#### EXERCISE DIRECTIONS:
Return every one of the entries below verbatim, reproducing each line without any change.
### TASK INPUTS
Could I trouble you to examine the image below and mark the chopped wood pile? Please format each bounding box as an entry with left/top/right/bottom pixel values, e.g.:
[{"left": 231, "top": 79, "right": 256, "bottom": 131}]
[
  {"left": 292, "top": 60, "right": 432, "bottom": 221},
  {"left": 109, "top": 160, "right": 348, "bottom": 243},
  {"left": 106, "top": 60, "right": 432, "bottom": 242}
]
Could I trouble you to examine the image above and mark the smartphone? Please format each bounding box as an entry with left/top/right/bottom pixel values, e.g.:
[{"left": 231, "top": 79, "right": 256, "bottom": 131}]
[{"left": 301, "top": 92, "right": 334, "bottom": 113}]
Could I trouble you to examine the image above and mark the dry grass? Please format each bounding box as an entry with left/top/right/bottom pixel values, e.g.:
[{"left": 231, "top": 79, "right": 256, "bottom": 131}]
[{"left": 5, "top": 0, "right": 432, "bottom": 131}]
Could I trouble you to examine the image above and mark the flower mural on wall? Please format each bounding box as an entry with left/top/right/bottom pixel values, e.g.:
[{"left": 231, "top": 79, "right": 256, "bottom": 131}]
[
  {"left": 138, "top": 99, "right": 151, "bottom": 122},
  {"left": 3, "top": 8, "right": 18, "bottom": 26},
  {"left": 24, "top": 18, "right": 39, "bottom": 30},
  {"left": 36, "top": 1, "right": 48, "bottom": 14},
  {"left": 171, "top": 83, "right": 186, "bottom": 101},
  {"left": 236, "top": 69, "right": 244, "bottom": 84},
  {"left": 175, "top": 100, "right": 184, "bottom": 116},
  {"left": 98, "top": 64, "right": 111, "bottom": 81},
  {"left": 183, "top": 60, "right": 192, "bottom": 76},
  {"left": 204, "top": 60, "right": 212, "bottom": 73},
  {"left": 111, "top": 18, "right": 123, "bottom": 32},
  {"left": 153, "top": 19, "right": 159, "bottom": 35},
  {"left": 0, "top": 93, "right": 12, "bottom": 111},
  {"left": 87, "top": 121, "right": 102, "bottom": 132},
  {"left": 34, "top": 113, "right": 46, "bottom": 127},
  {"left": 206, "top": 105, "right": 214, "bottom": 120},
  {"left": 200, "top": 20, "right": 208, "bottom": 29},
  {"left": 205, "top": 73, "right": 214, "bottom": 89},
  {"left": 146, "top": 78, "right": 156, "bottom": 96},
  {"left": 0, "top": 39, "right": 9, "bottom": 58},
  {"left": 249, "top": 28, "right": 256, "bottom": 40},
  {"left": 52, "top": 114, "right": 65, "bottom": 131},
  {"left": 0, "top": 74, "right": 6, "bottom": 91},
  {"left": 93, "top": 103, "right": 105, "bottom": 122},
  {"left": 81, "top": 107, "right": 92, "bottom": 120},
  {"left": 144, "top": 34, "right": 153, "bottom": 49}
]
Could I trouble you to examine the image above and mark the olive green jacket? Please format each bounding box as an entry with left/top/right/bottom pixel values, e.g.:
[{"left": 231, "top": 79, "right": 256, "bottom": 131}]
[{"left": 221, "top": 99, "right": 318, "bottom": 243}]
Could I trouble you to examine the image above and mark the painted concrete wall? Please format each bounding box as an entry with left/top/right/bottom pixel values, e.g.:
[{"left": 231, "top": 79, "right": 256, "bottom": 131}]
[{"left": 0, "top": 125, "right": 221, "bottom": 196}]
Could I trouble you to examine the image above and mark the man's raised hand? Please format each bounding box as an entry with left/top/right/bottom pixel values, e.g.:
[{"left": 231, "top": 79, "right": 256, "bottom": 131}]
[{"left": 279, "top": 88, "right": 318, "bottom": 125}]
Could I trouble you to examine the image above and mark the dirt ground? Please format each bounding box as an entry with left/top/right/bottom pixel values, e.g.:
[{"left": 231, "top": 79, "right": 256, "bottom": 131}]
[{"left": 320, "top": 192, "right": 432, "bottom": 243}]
######
#### EXERCISE SOLUTION:
Could I trouble you to examine the image below and mark the chopped wood pile? Please format each bounding box as an entry with left/top/right/bottom pixel values, e.g.:
[{"left": 231, "top": 79, "right": 256, "bottom": 131}]
[
  {"left": 292, "top": 60, "right": 432, "bottom": 221},
  {"left": 109, "top": 160, "right": 348, "bottom": 243},
  {"left": 106, "top": 60, "right": 432, "bottom": 242}
]
Could I trouble you to examine the image above and mark the smartphone? Please format each bounding box as an entry with left/top/right/bottom pixel values, e.g.:
[{"left": 231, "top": 79, "right": 256, "bottom": 131}]
[{"left": 301, "top": 92, "right": 334, "bottom": 113}]
Could I trouble you to examine the image above and mark the dry grass? Please format each bounding box as an entry with left/top/right/bottom pixel values, e.g.:
[{"left": 231, "top": 79, "right": 256, "bottom": 131}]
[{"left": 5, "top": 0, "right": 432, "bottom": 131}]
Could I trouble you to examine the image above and mark the flower mural on wall? Please format each bounding box as an entry with left/top/right/bottom pixel values, e.g.:
[{"left": 231, "top": 79, "right": 256, "bottom": 131}]
[
  {"left": 138, "top": 99, "right": 151, "bottom": 122},
  {"left": 3, "top": 8, "right": 18, "bottom": 26},
  {"left": 24, "top": 18, "right": 39, "bottom": 30},
  {"left": 36, "top": 1, "right": 48, "bottom": 14},
  {"left": 171, "top": 83, "right": 186, "bottom": 101},
  {"left": 236, "top": 69, "right": 244, "bottom": 84},
  {"left": 175, "top": 100, "right": 184, "bottom": 116},
  {"left": 98, "top": 64, "right": 111, "bottom": 81},
  {"left": 183, "top": 60, "right": 192, "bottom": 76},
  {"left": 204, "top": 60, "right": 212, "bottom": 73},
  {"left": 111, "top": 18, "right": 123, "bottom": 32},
  {"left": 153, "top": 19, "right": 159, "bottom": 35},
  {"left": 0, "top": 93, "right": 12, "bottom": 111},
  {"left": 87, "top": 121, "right": 102, "bottom": 132},
  {"left": 34, "top": 113, "right": 46, "bottom": 127},
  {"left": 206, "top": 105, "right": 214, "bottom": 120},
  {"left": 200, "top": 20, "right": 208, "bottom": 29},
  {"left": 205, "top": 73, "right": 214, "bottom": 89},
  {"left": 146, "top": 78, "right": 156, "bottom": 96},
  {"left": 0, "top": 39, "right": 9, "bottom": 58},
  {"left": 249, "top": 28, "right": 256, "bottom": 40},
  {"left": 52, "top": 114, "right": 65, "bottom": 131},
  {"left": 0, "top": 74, "right": 6, "bottom": 91},
  {"left": 93, "top": 103, "right": 105, "bottom": 122},
  {"left": 81, "top": 107, "right": 92, "bottom": 120},
  {"left": 144, "top": 34, "right": 153, "bottom": 49}
]
Could I trouble you to examine the image above and mark the olive green jacket? Please format each bounding box as an entry with left/top/right/bottom pixel values, e.g.:
[{"left": 231, "top": 79, "right": 256, "bottom": 131}]
[{"left": 221, "top": 99, "right": 318, "bottom": 243}]
Could I trouble you to examine the image above and mark the painted concrete wall? Please format each bounding box as an entry with left/top/right/bottom pixel values, e.g.:
[{"left": 231, "top": 79, "right": 256, "bottom": 131}]
[{"left": 0, "top": 125, "right": 221, "bottom": 196}]
Could I trouble you to examine the image above and mark the man's raised hand? Please format each bounding box as an entry with left/top/right/bottom pixel values, e.g.:
[{"left": 231, "top": 79, "right": 256, "bottom": 131}]
[{"left": 279, "top": 88, "right": 318, "bottom": 125}]
Could I trouble you to examine the image above and mark the dirt ground? Please format each bounding box as an entry with left/top/right/bottom pixel values, e.g.:
[{"left": 231, "top": 79, "right": 256, "bottom": 131}]
[{"left": 320, "top": 192, "right": 432, "bottom": 243}]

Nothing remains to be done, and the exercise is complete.